Exercise instructions>
1/ For each statement (a), (b), and (c), decide whether it agrees with the proof on pain, pleasure, and reason, and answer yes or no, quoting the deciding words from the proof. (a) Pain is bad in so far as it diminishes or checks the power of action. (b) Pleasure is bad only in so far as it hinders a man's capability for action. (c) The mind is always passive in pleasure.
2/ Reproduce the stretch of the proof on pain, pleasure, and reason from "Proof.--To act rationally" through "not perform under the guidance of reason.".

Selected passage>
— Start —
Proof.--To act rationally is nothing else (E3P3 and E3D2) but to perform those actions, which follow from the necessity of our nature considered in itself alone. But pain is bad, in so far as it diminishes or checks the power of action (E4P41); wherefore we cannot by pain be determined to any action, which we should be unable to perform under the guidance of reason.
   Again, pleasure is bad only in so far as it hinders a man's capability for action (E4P41 and E4P43); therefore to this extent we could not be determined by it to any action, which we could not perform under the guidance of reason.
   Lastly, pleasure, in so far as it is good, is in harmony with reason (for it consists in the fact that a man's capability for action is increased or aided); nor is the mind passive therein, except in so far as a man's power of action is not increased to the extent of affording him an adequate conception of himself and his actions (E3P3N). Wherefore, if a man who is pleasurably affected be brought to such a state of perfection, that he gains an adequate conception of himself and his own actions, he will be equally, nay more, capable of those actions, to which he is determined by emotion wherein the mind is passive.
— End —
Given information>
— Start —
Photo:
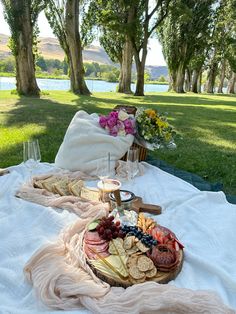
— End —
The answers>
1/
(a) Yes: "pain is bad, in so far as it diminishes or checks the power of action"
(b) Yes: "pleasure is bad only in so far as it hinders a man's capability for action"
(c) No: "nor is the mind passive therein, except in so far as a man's power of action is not increased to the extent of affording him an adequate conception of himself and his actions"

2/
Proof.--To act rationally is nothing else (E3P3 and E3D2) but to perform those actions, which follow from the necessity of our nature considered in itself alone. But pain is bad, in so far as it diminishes or checks the power of action (E4P41); wherefore we cannot by pain be determined to any action, which we should be unable to perform under the guidance of reason.
   Again, pleasure is bad only in so far as it hinders a man's capability for action (E4P41 and E4P43); therefore to this extent we could not be determined by it to any action, which we could not perform under the guidance of reason.